Rewriting American history

Tim RybackFriday 9 May 2025

WASHINGTON DC, United States — The National Museum of African American History and Culture features a lunch counter exhibit commemorating the 1960 Greensboro sit-ins, where African American students protested segregation at Woolworth's. REUTERS/Evelyn Hockstein.

By attempting to dictate a narrative for the history of the United States, the Trump administration is in danger of desecrating the landmarks and monuments that make up its national identity.

On 27 March 2025, US President Donald Trump signed Executive Order 14253, ‘Restoring Truth and Sanity to American History’, which is intended to counter the Biden administration’s alleged efforts ‘to rewrite our Nation’s history, replacing objective facts with a distorted narrative driven by ideology rather than truth.’ 

Tour guides at Independence Hall, where the Declaration of Independence was signed, were instructed, according to Trump, to convey the fact that ‘America is purportedly racist.’ The Smithsonian, the country’s most eminent and respected institution dedicated to the history of the United States, had allegedly ‘come under the influence of a divisive, race-centered ideology.’ National historical sites, under the auspices of the National Park Service, were perpetuating ‘a false reconstruction of American history.’ 

Executive Order 14253 was designed to right these wrongs and ‘focus on the greatness of the achievements and progress of the American people or, with respect to natural features, the beauty, abundance, and grandeur of the American landscape.’ Executive Order 14253 followed a related presidential decree that re-established the name Mount McKinley for the highest peak in North America and redesignated the Gulf of Mexico as the Gulf of America. A third executive order established a committee ‘to provide a grand celebration’ in 2026 marking the 250th anniversary of the signing of the Declaration of Independence.

Written problem 1
Reproduce the passage of the article on rewriting American history from "Rewriting American history" up to and including "Woolworth's. REUTERS/Evelyn Hockstein.".
Written problem 2
Carry on the article on rewriting American history from the point where it stops.

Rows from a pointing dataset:
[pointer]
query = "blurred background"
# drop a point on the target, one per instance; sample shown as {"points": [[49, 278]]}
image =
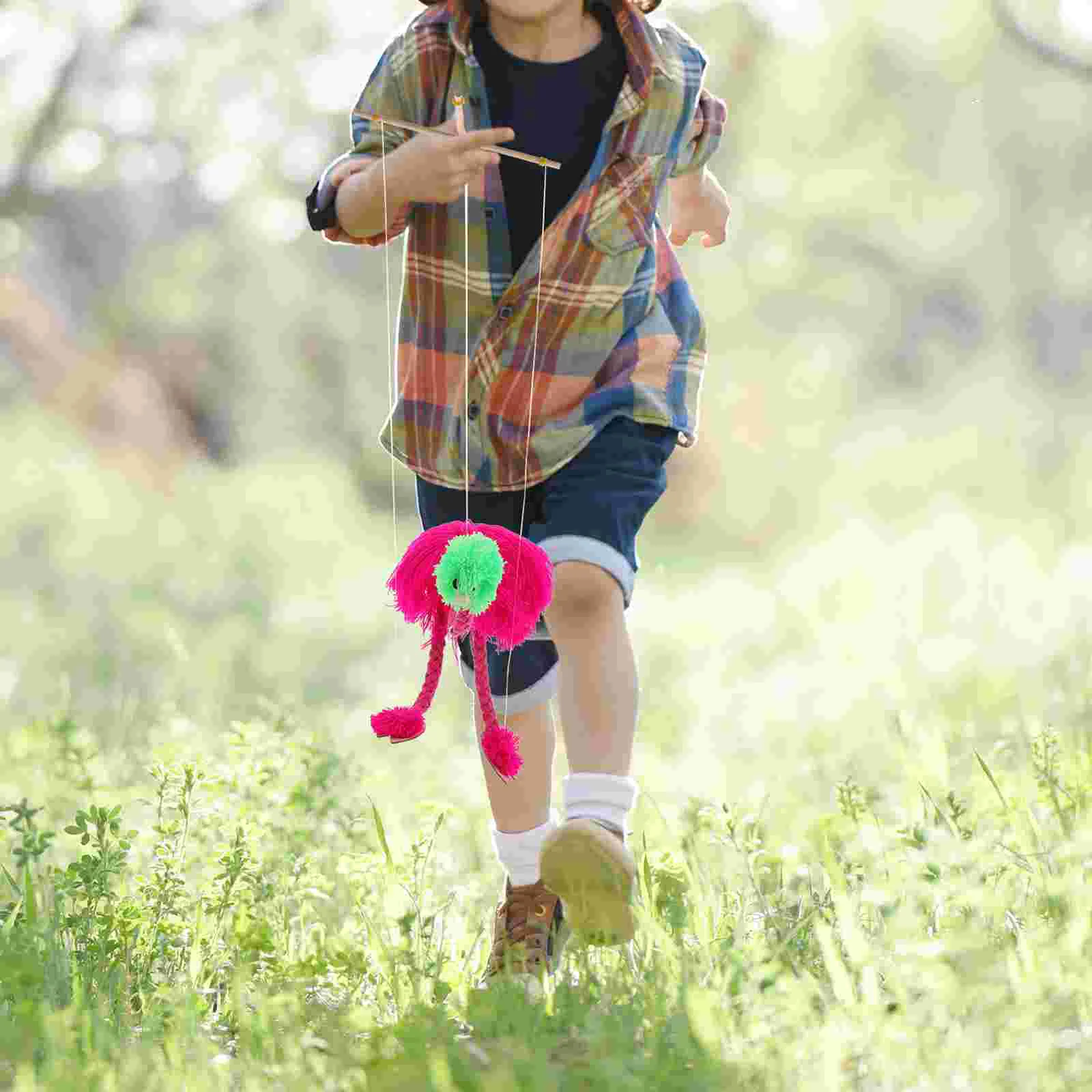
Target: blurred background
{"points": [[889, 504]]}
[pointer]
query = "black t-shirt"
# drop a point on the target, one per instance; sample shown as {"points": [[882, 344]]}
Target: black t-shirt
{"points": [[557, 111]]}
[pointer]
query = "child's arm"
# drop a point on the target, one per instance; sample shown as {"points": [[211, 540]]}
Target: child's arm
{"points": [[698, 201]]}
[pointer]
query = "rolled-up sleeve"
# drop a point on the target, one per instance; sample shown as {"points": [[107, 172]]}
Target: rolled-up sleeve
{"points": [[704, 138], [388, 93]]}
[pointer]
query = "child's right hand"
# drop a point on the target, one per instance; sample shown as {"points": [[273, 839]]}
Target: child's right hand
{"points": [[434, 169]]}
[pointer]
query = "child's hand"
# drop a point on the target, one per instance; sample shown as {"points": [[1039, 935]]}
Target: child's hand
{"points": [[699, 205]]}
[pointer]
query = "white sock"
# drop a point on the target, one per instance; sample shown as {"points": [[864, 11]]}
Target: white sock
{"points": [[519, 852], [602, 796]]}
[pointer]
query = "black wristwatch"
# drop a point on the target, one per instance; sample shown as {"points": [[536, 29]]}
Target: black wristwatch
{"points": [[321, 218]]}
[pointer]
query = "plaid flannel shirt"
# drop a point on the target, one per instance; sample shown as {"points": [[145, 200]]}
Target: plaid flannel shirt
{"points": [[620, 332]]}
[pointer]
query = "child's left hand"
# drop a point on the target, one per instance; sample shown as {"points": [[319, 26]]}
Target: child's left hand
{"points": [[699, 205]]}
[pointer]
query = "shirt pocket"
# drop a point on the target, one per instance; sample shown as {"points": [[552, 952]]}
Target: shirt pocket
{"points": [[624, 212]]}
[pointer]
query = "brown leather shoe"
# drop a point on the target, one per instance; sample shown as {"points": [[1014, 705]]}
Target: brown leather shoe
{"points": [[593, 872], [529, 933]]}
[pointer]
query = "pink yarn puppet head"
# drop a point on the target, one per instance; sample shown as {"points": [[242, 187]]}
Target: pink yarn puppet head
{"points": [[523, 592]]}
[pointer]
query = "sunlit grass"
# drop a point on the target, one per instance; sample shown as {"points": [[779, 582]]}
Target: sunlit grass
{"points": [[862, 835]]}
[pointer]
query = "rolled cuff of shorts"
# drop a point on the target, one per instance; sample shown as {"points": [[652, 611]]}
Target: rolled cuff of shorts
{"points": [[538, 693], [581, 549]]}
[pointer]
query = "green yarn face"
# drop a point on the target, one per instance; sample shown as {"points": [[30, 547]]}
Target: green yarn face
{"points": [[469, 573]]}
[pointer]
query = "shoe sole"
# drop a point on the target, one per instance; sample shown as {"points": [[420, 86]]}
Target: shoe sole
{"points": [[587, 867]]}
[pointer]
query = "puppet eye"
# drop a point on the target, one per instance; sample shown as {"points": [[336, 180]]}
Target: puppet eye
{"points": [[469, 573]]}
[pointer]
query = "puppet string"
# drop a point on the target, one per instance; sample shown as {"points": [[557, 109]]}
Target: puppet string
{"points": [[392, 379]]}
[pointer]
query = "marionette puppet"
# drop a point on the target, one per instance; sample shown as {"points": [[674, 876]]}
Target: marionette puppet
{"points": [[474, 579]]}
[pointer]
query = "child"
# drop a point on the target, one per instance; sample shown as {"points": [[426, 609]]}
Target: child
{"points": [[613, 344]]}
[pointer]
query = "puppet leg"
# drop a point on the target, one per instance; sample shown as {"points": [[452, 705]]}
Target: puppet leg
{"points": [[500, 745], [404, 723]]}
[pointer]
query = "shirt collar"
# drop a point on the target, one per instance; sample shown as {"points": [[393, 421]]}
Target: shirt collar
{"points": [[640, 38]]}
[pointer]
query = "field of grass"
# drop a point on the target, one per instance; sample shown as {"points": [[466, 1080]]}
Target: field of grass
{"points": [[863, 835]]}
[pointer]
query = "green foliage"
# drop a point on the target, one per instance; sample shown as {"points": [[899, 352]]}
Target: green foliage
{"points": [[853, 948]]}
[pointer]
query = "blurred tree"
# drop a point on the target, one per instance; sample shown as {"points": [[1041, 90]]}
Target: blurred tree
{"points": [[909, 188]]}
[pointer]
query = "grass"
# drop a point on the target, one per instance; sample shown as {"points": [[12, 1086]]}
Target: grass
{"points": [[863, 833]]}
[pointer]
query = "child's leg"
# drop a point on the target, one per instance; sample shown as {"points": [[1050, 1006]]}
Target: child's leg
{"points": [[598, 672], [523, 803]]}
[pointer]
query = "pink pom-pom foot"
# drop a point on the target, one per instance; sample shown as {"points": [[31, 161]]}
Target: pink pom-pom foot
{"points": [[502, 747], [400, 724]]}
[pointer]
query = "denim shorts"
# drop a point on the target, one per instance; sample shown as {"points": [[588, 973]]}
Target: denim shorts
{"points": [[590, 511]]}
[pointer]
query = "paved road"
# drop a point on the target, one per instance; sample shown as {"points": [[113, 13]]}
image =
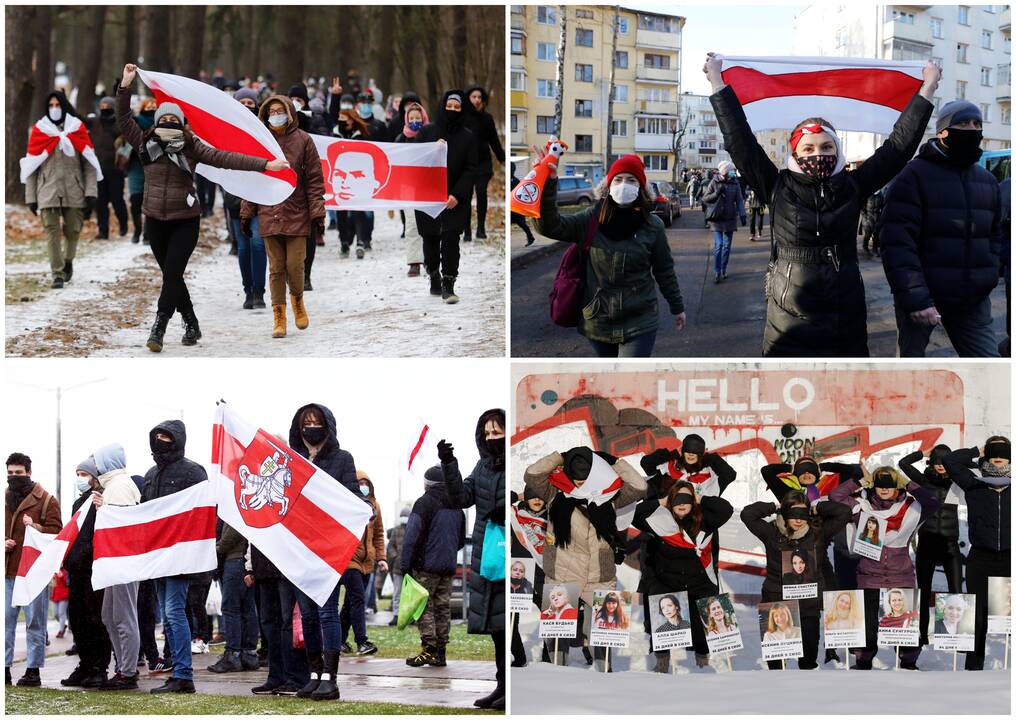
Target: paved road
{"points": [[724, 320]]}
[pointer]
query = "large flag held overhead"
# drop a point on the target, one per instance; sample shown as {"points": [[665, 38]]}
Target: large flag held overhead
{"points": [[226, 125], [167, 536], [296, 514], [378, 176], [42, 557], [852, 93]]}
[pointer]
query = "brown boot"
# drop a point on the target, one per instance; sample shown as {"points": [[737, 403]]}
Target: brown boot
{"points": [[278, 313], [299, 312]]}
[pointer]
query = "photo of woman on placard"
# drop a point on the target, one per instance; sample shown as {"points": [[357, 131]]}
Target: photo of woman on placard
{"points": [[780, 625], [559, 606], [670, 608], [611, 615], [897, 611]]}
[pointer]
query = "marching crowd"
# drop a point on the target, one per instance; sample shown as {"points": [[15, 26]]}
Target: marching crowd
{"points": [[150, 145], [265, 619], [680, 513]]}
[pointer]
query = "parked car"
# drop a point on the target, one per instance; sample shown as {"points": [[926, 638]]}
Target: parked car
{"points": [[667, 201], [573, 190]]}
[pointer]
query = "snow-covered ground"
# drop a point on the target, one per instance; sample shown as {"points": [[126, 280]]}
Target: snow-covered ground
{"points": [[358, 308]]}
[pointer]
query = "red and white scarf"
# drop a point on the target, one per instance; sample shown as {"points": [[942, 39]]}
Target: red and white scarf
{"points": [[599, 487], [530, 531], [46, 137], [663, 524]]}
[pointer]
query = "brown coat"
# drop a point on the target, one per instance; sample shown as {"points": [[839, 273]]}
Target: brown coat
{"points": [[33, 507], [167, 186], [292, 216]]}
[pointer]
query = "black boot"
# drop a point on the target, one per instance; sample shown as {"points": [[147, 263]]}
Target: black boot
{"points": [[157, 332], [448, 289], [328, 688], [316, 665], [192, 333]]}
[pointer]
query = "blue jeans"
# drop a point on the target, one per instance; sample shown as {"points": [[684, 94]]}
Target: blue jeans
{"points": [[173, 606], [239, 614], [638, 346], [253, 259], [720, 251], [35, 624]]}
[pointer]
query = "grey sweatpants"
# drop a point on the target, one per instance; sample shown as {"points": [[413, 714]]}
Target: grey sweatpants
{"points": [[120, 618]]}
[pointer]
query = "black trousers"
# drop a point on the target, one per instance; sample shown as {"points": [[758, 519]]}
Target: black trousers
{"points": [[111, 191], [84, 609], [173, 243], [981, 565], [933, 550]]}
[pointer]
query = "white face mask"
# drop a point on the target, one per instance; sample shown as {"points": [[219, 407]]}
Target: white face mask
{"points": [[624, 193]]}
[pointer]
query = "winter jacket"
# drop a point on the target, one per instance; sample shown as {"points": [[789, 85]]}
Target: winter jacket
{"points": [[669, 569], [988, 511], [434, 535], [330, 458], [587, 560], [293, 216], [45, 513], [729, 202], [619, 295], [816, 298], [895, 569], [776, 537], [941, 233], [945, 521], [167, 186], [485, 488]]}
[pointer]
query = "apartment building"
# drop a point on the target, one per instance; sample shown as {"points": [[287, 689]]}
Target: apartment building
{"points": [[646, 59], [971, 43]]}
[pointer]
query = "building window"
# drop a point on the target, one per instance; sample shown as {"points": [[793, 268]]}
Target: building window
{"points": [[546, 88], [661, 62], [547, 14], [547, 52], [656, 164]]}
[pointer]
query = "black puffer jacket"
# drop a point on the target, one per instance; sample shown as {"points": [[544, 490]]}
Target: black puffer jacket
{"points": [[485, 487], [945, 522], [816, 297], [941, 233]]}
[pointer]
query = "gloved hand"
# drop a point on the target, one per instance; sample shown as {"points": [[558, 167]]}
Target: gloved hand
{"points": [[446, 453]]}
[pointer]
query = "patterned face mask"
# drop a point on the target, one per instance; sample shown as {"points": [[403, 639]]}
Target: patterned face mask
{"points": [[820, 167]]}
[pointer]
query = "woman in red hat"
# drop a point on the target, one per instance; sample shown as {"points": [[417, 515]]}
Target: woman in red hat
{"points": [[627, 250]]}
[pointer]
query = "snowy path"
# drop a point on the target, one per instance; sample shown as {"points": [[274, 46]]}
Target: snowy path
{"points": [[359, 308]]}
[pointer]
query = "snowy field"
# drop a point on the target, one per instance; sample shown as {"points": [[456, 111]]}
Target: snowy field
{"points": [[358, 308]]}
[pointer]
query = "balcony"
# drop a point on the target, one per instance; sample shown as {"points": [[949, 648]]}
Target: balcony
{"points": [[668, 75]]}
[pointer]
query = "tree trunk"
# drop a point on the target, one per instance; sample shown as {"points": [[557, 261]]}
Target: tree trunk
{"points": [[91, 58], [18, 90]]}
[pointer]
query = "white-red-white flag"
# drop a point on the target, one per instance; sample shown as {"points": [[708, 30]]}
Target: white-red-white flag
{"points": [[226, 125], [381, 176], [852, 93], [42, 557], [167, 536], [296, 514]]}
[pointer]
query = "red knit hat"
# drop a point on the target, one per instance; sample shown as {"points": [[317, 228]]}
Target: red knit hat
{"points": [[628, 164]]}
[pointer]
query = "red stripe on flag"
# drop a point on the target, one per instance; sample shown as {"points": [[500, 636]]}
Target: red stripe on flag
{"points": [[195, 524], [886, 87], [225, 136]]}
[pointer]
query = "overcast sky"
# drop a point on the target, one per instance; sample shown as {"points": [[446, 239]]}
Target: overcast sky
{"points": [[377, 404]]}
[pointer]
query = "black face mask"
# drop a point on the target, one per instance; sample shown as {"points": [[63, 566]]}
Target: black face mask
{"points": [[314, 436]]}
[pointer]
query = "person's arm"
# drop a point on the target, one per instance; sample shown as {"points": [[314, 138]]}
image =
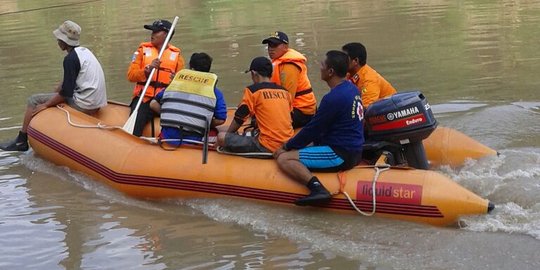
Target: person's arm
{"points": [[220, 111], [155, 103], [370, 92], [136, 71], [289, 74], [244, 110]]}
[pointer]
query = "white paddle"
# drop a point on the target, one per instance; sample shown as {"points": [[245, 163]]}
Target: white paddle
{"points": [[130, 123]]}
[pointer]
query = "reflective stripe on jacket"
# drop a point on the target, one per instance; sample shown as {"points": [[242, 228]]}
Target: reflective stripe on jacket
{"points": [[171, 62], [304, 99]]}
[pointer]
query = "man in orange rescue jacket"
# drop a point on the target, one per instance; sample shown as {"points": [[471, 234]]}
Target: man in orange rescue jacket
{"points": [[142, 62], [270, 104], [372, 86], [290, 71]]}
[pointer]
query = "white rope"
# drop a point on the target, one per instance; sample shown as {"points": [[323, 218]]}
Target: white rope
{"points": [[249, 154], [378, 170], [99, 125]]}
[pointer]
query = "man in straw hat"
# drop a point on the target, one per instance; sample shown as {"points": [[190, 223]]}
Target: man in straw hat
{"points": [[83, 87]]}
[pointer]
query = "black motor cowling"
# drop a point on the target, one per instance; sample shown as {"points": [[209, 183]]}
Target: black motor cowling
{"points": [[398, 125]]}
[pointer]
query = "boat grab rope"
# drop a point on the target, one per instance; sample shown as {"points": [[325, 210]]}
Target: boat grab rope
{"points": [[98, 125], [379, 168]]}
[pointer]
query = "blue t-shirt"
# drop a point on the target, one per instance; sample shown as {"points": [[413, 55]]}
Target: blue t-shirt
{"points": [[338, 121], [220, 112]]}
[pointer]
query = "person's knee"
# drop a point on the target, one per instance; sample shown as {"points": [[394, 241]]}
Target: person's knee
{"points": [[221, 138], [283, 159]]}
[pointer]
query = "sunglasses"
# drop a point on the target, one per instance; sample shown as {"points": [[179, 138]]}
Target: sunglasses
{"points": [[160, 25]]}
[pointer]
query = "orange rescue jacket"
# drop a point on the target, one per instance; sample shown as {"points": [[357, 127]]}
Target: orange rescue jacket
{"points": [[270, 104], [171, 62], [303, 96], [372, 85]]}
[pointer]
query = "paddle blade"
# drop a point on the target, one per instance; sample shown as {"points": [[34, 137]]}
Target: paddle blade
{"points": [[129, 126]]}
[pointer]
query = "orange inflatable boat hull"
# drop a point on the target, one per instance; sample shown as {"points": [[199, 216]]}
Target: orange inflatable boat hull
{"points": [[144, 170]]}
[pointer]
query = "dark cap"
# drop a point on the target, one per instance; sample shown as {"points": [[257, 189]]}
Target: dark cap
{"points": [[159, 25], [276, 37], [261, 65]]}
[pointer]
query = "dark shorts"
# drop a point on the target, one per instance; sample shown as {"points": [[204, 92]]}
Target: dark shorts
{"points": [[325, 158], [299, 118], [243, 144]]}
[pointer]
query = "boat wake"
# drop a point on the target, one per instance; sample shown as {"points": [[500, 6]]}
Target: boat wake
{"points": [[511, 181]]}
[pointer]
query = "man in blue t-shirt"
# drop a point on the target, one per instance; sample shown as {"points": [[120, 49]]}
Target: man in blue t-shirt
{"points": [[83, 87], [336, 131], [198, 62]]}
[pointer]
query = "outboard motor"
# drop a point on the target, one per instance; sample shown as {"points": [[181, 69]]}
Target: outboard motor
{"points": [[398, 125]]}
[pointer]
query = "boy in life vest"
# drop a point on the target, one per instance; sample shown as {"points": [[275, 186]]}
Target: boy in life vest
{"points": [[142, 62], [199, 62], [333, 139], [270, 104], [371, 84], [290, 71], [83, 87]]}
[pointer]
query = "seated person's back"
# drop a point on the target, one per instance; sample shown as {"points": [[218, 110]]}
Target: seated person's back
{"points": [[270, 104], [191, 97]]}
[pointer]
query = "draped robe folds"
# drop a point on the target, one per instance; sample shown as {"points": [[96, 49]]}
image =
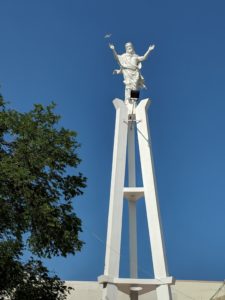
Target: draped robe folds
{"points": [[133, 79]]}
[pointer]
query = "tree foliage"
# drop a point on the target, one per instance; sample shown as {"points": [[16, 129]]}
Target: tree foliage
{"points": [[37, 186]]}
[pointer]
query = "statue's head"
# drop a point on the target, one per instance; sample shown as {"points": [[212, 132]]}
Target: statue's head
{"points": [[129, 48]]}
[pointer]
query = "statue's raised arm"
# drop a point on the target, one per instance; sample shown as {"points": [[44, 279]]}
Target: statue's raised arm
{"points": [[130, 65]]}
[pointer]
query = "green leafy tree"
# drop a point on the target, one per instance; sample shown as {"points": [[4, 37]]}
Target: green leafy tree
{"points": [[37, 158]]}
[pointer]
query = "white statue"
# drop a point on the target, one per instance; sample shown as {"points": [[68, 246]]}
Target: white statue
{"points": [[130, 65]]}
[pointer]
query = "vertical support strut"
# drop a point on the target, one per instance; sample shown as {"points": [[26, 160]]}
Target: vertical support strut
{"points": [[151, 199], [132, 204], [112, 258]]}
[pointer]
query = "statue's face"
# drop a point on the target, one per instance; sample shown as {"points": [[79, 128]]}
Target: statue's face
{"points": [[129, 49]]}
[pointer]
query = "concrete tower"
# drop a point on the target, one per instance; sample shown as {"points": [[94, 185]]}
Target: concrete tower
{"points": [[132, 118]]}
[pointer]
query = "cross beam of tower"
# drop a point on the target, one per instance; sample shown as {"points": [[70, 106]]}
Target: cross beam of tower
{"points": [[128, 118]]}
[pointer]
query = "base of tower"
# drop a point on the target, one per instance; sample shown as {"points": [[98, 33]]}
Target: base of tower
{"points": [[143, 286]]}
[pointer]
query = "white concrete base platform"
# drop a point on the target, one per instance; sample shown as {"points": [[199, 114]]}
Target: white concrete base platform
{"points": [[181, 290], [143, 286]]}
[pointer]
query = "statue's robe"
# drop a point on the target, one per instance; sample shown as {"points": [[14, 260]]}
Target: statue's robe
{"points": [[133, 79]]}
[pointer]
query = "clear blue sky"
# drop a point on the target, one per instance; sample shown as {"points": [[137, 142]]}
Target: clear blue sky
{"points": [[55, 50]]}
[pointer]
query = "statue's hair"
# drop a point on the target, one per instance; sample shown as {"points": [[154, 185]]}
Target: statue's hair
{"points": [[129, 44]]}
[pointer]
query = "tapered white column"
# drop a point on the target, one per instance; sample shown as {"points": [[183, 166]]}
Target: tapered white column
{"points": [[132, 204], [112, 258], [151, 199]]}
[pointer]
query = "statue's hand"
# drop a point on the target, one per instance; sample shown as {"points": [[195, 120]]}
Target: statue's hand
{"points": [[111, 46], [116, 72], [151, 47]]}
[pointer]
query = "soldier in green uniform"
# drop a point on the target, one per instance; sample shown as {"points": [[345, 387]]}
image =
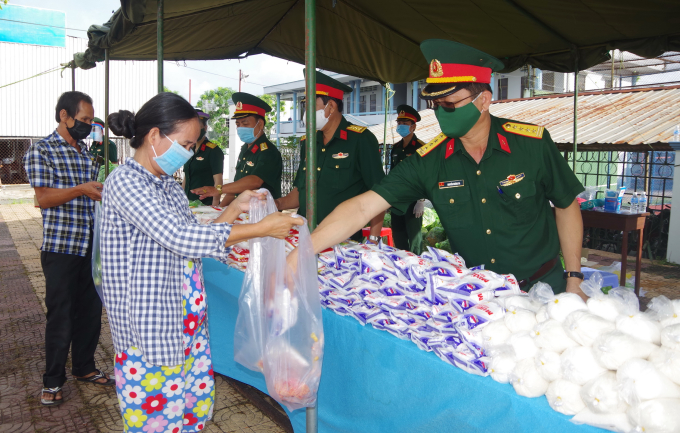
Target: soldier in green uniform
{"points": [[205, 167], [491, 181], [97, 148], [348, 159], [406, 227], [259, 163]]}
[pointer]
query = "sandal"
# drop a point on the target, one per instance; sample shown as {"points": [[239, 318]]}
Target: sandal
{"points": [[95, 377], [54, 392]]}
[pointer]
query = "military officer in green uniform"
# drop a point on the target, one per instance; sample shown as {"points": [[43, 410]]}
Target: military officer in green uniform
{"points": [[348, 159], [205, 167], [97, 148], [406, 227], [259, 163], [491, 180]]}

Task output 1
Rewriting American history

Tim RybackFriday 9 May 2025

WASHINGTON DC, United States — The National Museum of African American History and Culture features a lunch counter exhibit commemorating the 1960 Greensboro sit-ins, where African American students protested segregation at Woolworth's. REUTERS/Evelyn Hockstein.

Task output 2
President Trump’s assertion of executive authority onto America’s commemorative and toponymic landscapes has been met with a mixture of dismay and defiance in the media. Leading news agencies continued, in defiance of Trump’s executive orders, to refer to the Gulf of Mexico in their reporting. The American Historical Association baulked at a president dictating a narrative of the country’s history. ‘Our goal is neither criticism nor celebration,’ this preeminent organisation of historians informed Trump in a public statement, ‘it is to understand – to increase our knowledge of – the past in ways that can help Americans to shape the future.’

President Trump’s putative power to dictate the work of historians, curators and park guides is embedded in Article II of the US Constitution that ‘invests’ the president with ‘executive Power’ with an explicit mandate: ‘he shall take Care that the Laws be faithfully executed.’ For the past 250 years, this executive power has generally been used to do just that – to guide policy, not to make it. The first ever executive order, issued by George Washington, instructed government officials ‘to impress [Washington] with a full, precise, and distinct general idea of the affairs of the United States.’ In brief, an enjoinder to government officials that they do their jobs and do them well.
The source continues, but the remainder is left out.